=== Stored records ===

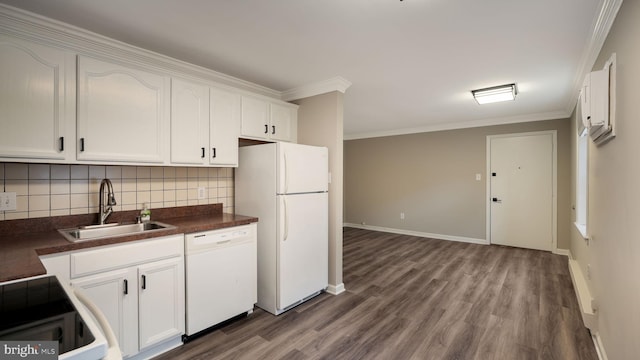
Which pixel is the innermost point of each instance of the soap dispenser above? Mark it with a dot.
(145, 213)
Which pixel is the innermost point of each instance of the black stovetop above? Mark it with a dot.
(40, 310)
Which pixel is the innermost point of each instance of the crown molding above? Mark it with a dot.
(461, 125)
(321, 87)
(601, 27)
(36, 28)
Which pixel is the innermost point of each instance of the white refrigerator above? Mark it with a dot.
(285, 185)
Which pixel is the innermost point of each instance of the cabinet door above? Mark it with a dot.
(122, 113)
(37, 101)
(225, 127)
(189, 123)
(161, 308)
(282, 123)
(255, 118)
(116, 295)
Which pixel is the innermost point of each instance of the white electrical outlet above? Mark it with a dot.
(202, 193)
(7, 201)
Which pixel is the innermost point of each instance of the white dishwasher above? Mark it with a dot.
(221, 275)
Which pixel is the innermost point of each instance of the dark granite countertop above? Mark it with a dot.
(23, 241)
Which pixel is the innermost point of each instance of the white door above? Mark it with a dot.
(37, 106)
(161, 301)
(122, 113)
(255, 118)
(189, 122)
(281, 118)
(224, 127)
(303, 246)
(521, 172)
(302, 168)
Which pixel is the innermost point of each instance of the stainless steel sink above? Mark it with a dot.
(93, 232)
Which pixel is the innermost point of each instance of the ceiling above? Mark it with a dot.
(412, 63)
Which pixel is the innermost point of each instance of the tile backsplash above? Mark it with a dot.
(53, 190)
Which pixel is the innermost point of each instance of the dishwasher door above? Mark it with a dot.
(221, 275)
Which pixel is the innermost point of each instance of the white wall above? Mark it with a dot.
(320, 123)
(614, 200)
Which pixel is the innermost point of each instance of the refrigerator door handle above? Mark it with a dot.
(286, 175)
(286, 220)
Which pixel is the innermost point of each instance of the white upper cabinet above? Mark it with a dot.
(224, 127)
(37, 102)
(284, 121)
(255, 117)
(122, 113)
(189, 123)
(266, 120)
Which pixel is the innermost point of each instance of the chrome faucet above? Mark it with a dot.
(106, 206)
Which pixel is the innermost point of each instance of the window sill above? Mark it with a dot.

===

Exercise details » Scale the part of the records that opens with the line containing "white door above? Mark it with a dot." and closes with the last line of the records. Write out only those lines, requests included, with every point coordinate multiplied by 1.3 and rounded to a whole number, halves rounding up.

Solution »
Which pixel is the innermost point of each instance of the white door above? Mark it with a dot.
(48, 138)
(209, 391)
(159, 147)
(332, 153)
(246, 159)
(365, 153)
(291, 165)
(394, 320)
(677, 224)
(393, 218)
Which pixel is the innermost point of each instance of the stainless steel sink above? Mark it with a dot.
(121, 302)
Which pixel is the innermost point of each instance of the ceiling above? Mark it with a dot.
(536, 82)
Which pixel is the innermost point of each instance of the tile backsplash above? Mark it with a dot.
(69, 247)
Which pixel is the innermost point of each instance of the dishwasher door above? Mark it with a dot.
(287, 358)
Which pixel is the innermost point of each instance of the white wall above? Mark it with a dot.
(416, 160)
(798, 260)
Which pixel is the innermost point of each instance of the refrigerator door handle above? Mark it with a dot.
(372, 228)
(372, 286)
Which pixel is the innermost point of each instance of the white upper cabinet above? Mark it with a dot.
(291, 165)
(48, 133)
(369, 157)
(332, 152)
(159, 147)
(246, 160)
(346, 156)
Which pixel is the innermost point of each instance of the chrome faucet above? Mark it with a dot.
(138, 268)
Which pixel is the innermost point of each instance of the window sill above? Mark it with a dot.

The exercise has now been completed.